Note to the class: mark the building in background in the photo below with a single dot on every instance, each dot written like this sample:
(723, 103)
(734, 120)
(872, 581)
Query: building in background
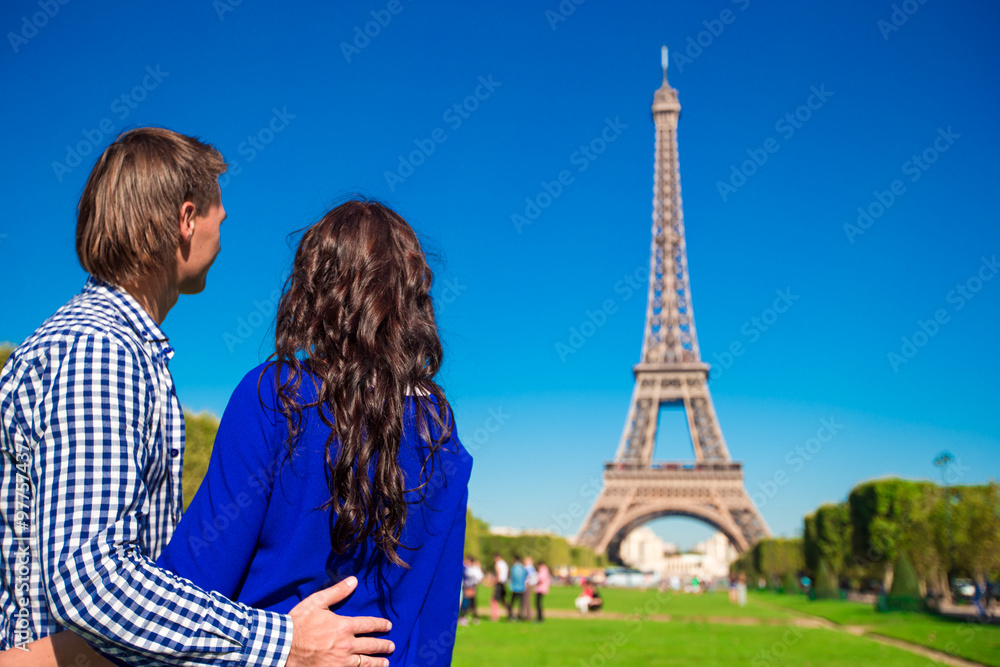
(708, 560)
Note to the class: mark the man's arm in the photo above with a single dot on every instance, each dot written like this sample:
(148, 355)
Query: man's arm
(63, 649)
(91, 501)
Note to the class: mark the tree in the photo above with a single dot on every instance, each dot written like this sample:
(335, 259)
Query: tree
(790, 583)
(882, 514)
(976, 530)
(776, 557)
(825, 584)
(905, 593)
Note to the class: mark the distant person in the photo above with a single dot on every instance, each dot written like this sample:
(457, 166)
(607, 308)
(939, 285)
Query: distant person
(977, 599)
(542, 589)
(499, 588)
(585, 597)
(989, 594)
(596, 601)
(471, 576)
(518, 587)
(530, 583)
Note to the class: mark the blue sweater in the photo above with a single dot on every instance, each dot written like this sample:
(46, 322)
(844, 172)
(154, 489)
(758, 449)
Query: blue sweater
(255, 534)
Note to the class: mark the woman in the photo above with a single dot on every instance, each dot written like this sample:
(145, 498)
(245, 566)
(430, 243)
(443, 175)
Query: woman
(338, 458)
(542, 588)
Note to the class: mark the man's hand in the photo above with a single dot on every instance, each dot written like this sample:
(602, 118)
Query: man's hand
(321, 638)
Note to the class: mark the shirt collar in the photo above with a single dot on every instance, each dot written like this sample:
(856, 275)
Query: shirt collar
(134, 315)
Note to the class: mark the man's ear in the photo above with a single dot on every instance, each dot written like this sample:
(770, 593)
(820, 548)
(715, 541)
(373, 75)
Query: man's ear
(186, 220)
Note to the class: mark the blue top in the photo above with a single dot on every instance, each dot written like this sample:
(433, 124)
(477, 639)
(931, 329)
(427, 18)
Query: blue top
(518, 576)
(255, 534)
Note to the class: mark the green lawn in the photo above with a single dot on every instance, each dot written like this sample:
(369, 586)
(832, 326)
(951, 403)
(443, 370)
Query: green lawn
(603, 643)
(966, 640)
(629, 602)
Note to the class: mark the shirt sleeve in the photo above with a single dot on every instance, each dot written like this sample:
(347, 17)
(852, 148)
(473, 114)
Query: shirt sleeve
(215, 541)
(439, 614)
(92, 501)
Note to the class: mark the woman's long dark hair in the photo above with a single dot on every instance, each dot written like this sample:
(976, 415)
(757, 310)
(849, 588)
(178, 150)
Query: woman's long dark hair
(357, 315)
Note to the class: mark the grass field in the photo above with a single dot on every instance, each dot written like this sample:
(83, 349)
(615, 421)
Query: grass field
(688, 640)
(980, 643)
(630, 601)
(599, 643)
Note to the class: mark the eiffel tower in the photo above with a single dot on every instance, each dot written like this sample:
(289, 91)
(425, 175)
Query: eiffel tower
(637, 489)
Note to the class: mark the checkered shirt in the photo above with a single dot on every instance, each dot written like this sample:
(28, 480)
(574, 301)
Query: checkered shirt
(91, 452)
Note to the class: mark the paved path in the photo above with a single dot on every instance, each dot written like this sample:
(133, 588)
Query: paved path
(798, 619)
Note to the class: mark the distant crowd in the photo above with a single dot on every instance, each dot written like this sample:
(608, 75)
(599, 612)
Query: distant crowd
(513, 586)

* _Prompt_
From the listing above, print every entry precisely and drop the pictures.

* _Response below_
Note to the class: mark the building in background in the photo below with a single dot on every instance, each dot written like this sample:
(723, 103)
(734, 120)
(872, 581)
Query: building in background
(708, 560)
Note to the class: mark the man's arm in the photo above with a single dot on every instance, each dot written like this sample:
(148, 355)
Query: man's arm
(63, 649)
(91, 501)
Note to the class: mark the tree in the photo above with a single dot on every instance, each dot written like this sample:
(335, 259)
Query: tree
(790, 583)
(882, 514)
(976, 530)
(776, 557)
(825, 584)
(905, 593)
Note to the class: mark the distant person in the photo above with a single dot on every instance, each dot written like this sample:
(457, 166)
(607, 308)
(939, 285)
Query: distant person
(977, 599)
(542, 589)
(499, 588)
(585, 597)
(989, 594)
(596, 601)
(471, 576)
(518, 587)
(530, 583)
Note to the class: mark the blue sweater in the photo above with a single dot on every instance, each dot written like this sample:
(46, 322)
(844, 172)
(154, 489)
(758, 449)
Query: blue sweater
(255, 534)
Note to the class: mark the woman in the photo above with a single dot on every instance, each dot written like this sample:
(145, 498)
(245, 566)
(430, 243)
(443, 175)
Query: woman
(338, 458)
(542, 588)
Note to the class: mark the man's hand in the photo above with a single dot on every instance, each dot written like this sample:
(602, 118)
Query: man's hand
(321, 638)
Note to the class: mark the shirt collar in the photo above with a single dot on every instance, each dot written like this sample:
(856, 275)
Query: shirt collar
(134, 315)
Note to the class: mark the man's ear in the photo above with a single dot on every instance, each dot written like this sample:
(770, 593)
(820, 548)
(715, 541)
(373, 75)
Query: man's ear
(186, 220)
Note to the class: mark the blue top in the photo above with a single dot on every instance, each dot written like this sample:
(433, 124)
(477, 639)
(931, 329)
(427, 18)
Query: blue top
(518, 576)
(255, 534)
Note to the class: mark the green lawn in the photo above with a single dot on every instance, each dot written like this sample:
(369, 586)
(832, 326)
(951, 403)
(443, 370)
Query: green lawn
(603, 643)
(966, 640)
(629, 602)
Note to the class: mark the shirt sleeve in the photo above with a single dot on every instance, each dot written like this sample:
(347, 17)
(852, 148)
(473, 114)
Query: shirt sleeve
(215, 541)
(439, 614)
(92, 501)
Note to the class: mark the woman's long dark hair in the photo above with a single dot on every instance, each dot written like this sample:
(976, 415)
(757, 310)
(849, 588)
(178, 150)
Query: woman's long dark hair
(357, 315)
Note to the class: mark the grass field in the photo above with a single dot on every instance, each dot written like this sample:
(83, 349)
(615, 421)
Query: grass field
(688, 640)
(980, 643)
(630, 601)
(599, 643)
Note to the class: mark the eiffel tower in the photo above with a single dot on every instance, each dot written like this sample:
(289, 91)
(425, 175)
Query: eiffel tower
(637, 489)
Note to the class: mark the checkered shirt in the photo above with a single dot on every instance, each dot written like this sample:
(28, 480)
(574, 301)
Query: checkered shirt
(91, 452)
Note to the class: mark the paved path in the photo above with a single dot on every instance, each dot written like this sample:
(133, 588)
Query: paved path
(798, 619)
Note to the class: mark the distant crowd in the photo above with a single dot on every instance, each dot written like this sample:
(608, 75)
(599, 612)
Query: distant crowd
(513, 586)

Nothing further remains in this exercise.